— Exercise task —
Please rewrite the stretch from the start of the records through the line containing "[[[35,69],[37,64],[35,64],[30,58],[27,60],[28,66],[30,69]]]" as a numbered list, skipping blank lines. Include nothing past that line.
*** Data to process ***
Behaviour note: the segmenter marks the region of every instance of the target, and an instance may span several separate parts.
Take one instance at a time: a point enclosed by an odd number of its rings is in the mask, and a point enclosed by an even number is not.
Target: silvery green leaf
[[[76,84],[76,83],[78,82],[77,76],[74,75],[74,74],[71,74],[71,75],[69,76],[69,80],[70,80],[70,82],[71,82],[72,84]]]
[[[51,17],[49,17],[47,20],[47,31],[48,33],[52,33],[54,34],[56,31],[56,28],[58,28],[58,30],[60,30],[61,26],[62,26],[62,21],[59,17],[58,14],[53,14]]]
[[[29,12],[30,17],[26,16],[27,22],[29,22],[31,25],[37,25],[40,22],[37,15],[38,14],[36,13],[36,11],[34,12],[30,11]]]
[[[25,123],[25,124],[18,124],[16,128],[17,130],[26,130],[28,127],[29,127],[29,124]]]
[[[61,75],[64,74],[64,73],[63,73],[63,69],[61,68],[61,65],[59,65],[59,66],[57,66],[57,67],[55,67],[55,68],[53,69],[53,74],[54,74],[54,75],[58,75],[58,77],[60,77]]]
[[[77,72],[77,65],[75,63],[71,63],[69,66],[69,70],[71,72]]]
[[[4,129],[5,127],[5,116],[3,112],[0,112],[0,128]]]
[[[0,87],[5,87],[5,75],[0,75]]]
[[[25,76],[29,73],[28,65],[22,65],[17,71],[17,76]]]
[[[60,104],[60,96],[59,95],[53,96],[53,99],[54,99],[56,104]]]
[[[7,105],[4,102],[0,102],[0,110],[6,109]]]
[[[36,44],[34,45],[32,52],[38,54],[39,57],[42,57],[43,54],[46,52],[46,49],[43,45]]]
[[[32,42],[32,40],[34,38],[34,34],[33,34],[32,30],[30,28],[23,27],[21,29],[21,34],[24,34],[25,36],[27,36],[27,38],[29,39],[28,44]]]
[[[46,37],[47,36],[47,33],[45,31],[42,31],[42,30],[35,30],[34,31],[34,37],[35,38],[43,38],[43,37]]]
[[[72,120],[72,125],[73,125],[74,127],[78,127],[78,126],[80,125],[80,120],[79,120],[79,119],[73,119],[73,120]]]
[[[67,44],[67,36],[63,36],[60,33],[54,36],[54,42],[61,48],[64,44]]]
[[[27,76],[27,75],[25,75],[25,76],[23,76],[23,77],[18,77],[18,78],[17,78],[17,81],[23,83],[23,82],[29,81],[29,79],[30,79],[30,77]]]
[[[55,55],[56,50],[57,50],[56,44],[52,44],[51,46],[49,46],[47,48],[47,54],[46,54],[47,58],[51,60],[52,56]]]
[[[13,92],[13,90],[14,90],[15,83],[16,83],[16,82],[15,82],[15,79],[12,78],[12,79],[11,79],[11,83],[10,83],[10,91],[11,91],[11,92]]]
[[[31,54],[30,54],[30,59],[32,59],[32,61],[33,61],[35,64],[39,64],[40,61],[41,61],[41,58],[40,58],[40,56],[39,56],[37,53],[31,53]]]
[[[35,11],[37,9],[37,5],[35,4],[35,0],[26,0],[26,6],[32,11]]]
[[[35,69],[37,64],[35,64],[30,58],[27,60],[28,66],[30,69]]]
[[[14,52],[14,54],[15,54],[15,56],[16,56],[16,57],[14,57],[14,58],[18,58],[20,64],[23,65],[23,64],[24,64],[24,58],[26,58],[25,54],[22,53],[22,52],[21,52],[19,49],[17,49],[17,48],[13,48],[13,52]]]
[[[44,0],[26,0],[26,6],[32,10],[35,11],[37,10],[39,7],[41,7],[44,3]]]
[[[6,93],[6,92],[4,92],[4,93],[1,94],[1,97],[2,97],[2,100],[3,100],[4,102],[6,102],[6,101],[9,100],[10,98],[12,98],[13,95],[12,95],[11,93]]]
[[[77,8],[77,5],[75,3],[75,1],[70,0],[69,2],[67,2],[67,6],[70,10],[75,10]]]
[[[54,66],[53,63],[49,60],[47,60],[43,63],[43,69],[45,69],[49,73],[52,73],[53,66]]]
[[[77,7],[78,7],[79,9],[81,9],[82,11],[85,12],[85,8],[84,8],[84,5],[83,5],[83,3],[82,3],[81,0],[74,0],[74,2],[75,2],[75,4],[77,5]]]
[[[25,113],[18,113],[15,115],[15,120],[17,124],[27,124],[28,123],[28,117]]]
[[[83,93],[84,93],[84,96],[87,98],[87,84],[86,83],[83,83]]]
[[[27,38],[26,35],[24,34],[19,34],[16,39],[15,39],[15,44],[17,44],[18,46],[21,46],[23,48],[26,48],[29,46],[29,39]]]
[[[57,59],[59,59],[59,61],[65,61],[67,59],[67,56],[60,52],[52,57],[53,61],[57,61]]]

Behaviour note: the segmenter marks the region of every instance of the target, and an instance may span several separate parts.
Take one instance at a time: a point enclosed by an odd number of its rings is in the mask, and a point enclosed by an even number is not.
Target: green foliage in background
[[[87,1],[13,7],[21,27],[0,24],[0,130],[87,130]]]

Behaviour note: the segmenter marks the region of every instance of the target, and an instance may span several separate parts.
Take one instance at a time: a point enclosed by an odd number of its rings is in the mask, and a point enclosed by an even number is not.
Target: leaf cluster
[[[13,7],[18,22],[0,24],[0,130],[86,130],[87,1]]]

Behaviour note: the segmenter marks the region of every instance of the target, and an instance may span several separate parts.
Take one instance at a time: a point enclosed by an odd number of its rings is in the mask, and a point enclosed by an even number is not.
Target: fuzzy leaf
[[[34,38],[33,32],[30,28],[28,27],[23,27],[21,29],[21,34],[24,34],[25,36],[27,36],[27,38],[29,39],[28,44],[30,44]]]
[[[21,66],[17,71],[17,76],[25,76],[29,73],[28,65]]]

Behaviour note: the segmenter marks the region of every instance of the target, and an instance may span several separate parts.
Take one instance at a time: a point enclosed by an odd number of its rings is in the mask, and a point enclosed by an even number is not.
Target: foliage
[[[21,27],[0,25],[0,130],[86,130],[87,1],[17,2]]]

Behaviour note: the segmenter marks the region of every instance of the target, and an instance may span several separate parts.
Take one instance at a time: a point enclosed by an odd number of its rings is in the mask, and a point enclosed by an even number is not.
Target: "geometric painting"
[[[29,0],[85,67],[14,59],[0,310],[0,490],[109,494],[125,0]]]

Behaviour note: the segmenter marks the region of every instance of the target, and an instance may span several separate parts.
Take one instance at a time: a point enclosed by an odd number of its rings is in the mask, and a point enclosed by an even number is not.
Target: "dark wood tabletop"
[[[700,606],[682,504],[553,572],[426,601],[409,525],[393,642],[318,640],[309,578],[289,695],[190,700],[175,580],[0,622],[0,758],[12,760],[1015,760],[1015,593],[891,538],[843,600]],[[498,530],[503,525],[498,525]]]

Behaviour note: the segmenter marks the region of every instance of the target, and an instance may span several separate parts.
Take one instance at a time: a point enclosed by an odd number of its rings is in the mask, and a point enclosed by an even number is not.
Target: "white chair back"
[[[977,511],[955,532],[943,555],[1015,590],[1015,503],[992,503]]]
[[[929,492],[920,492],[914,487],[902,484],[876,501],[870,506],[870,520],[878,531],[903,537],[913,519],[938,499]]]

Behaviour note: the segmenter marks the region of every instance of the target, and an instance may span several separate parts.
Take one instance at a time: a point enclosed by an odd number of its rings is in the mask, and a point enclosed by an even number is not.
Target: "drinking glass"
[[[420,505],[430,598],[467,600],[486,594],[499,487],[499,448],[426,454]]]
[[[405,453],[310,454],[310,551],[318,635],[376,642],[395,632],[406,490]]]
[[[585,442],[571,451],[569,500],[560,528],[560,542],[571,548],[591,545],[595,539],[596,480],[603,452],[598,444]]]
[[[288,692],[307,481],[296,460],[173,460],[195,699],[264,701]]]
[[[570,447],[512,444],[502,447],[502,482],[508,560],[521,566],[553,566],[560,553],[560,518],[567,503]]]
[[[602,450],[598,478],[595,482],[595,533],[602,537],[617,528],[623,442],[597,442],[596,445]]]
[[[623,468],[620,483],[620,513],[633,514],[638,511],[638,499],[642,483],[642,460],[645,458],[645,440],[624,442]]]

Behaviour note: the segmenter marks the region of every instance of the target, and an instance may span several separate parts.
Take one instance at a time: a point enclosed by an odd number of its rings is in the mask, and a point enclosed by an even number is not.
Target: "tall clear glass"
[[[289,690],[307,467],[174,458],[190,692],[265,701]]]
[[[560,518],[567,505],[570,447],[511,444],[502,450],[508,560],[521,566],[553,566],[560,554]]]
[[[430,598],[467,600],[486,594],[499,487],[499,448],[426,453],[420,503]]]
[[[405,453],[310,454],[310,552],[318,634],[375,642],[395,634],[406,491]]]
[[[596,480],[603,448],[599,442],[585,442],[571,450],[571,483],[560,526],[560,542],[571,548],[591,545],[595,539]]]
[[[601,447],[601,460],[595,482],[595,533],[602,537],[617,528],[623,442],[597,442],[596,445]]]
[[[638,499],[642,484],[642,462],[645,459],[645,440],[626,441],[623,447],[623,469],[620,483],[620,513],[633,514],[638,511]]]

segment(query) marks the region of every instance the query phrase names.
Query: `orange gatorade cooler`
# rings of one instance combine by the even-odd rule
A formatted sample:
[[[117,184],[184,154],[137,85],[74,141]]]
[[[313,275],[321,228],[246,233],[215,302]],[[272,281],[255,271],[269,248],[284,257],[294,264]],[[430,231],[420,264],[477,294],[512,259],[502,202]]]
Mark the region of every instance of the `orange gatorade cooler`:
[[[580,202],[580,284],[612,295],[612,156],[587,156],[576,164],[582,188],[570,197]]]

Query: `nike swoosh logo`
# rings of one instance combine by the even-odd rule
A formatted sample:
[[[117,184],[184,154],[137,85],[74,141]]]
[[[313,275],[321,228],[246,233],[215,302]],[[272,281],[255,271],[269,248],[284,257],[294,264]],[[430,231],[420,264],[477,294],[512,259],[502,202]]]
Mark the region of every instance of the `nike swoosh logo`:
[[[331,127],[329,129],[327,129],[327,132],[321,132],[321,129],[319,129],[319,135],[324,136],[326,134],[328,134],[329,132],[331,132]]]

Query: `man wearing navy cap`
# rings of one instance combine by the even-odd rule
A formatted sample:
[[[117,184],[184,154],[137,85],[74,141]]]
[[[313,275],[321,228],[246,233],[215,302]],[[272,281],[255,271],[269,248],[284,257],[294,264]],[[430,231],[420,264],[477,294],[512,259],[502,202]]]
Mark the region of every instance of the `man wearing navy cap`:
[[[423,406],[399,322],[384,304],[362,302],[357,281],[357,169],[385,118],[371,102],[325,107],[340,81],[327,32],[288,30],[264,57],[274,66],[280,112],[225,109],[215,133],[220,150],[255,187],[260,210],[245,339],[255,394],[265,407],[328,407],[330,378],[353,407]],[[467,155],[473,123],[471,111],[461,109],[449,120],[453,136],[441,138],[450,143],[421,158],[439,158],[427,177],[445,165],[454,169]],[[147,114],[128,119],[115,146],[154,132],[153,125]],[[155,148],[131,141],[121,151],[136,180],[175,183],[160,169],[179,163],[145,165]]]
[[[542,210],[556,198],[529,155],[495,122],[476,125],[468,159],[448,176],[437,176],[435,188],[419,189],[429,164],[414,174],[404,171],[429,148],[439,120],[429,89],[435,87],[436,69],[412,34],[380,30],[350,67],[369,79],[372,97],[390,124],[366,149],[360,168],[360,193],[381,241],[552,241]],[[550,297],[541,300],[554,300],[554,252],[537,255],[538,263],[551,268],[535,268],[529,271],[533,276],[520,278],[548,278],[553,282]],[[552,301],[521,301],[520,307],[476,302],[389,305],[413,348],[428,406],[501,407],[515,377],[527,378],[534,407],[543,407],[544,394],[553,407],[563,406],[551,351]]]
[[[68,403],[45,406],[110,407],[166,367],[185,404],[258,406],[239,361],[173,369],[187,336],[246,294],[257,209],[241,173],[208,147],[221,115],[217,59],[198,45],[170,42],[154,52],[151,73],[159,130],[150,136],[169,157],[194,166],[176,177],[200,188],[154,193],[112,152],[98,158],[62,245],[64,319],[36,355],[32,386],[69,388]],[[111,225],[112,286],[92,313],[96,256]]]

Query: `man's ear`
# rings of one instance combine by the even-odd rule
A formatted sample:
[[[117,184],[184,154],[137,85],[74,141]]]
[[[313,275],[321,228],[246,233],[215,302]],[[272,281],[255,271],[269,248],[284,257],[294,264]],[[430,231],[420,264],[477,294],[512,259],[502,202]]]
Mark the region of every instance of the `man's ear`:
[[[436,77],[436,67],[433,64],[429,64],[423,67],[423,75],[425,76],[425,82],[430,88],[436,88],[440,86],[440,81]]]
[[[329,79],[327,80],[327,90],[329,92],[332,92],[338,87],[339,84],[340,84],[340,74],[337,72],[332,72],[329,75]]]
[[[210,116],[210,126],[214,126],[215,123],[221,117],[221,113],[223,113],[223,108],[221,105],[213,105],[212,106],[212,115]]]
***
— Response —
1. Behaviour note: the segmenter marks the region of every instance of the target, and an instance may span several separate parts.
2. Take one instance at a time: a point enclosed by an odd number of its rings is in the mask, and a point enclosed by an even number is not.
3. Target: silvery green leaf
4. [[[76,84],[76,83],[78,82],[77,76],[74,75],[74,74],[71,74],[71,75],[69,76],[69,80],[70,80],[70,82],[71,82],[72,84]]]
5. [[[51,17],[49,17],[47,20],[47,31],[48,33],[52,33],[54,34],[56,31],[56,28],[58,28],[58,30],[60,30],[61,26],[62,26],[62,21],[59,17],[58,14],[53,14]]]
6. [[[29,12],[30,17],[26,16],[27,22],[29,22],[31,25],[37,25],[40,22],[37,15],[38,14],[36,13],[36,11],[34,12],[30,11]]]
7. [[[25,123],[25,124],[18,124],[16,128],[17,130],[26,130],[28,127],[29,127],[29,124]]]
8. [[[61,75],[64,74],[64,73],[63,73],[63,69],[61,68],[61,65],[59,65],[59,66],[57,66],[57,67],[55,67],[55,68],[53,69],[53,74],[54,74],[54,75],[58,75],[58,77],[60,77]]]
9. [[[77,72],[77,65],[75,63],[71,63],[69,66],[69,70],[71,72]]]
10. [[[4,129],[5,127],[5,116],[3,112],[0,112],[0,128]]]
11. [[[0,87],[5,87],[5,75],[0,75]]]
12. [[[25,76],[29,73],[28,65],[22,65],[17,71],[17,76]]]
13. [[[60,104],[60,96],[59,95],[53,96],[53,99],[54,99],[56,104]]]
14. [[[7,105],[4,102],[0,102],[0,110],[6,109]]]
15. [[[36,44],[34,45],[32,52],[38,54],[39,57],[42,57],[43,54],[46,52],[46,49],[43,45]]]
16. [[[32,42],[32,40],[34,38],[34,34],[33,34],[32,30],[30,28],[23,27],[21,29],[21,34],[24,34],[25,36],[27,36],[27,38],[29,39],[28,44]]]
17. [[[46,37],[47,36],[47,33],[45,31],[42,31],[42,30],[35,30],[34,31],[34,37],[35,38],[43,38],[43,37]]]
18. [[[72,120],[72,125],[73,125],[74,127],[78,127],[78,126],[80,125],[80,120],[79,120],[79,119],[73,119],[73,120]]]
19. [[[67,44],[67,36],[63,36],[60,33],[54,36],[54,42],[61,48],[64,44]]]
20. [[[27,76],[27,75],[25,75],[25,76],[23,76],[23,77],[18,77],[18,78],[17,78],[17,81],[23,83],[23,82],[29,81],[29,79],[30,79],[30,77]]]
21. [[[55,55],[56,50],[57,50],[56,44],[52,44],[51,46],[49,46],[47,48],[47,54],[46,54],[47,58],[51,60],[52,56]]]
22. [[[13,92],[13,90],[14,90],[15,83],[16,83],[16,82],[15,82],[15,79],[12,78],[12,79],[11,79],[11,83],[10,83],[10,91],[11,91],[11,92]]]
23. [[[31,54],[30,54],[30,59],[32,59],[32,61],[33,61],[35,64],[39,64],[40,61],[41,61],[41,58],[40,58],[40,56],[39,56],[37,53],[31,53]]]
24. [[[35,11],[37,9],[37,5],[35,4],[35,0],[26,0],[26,6],[32,11]]]
25. [[[35,69],[37,64],[35,64],[30,58],[27,60],[28,66],[30,69]]]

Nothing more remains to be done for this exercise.